Task description: All entries below are to be returned in full, exactly as they stand.
-- Records follows --
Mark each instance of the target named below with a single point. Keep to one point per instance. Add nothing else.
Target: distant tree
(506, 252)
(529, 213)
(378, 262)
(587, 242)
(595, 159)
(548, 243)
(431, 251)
-- Records concluded --
Solution to the exercise:
Mark each instance of the target named below with a single point. Keep to one point per instance. Add nothing else.
Target: distant tree
(506, 252)
(529, 213)
(378, 262)
(587, 242)
(595, 159)
(548, 243)
(431, 251)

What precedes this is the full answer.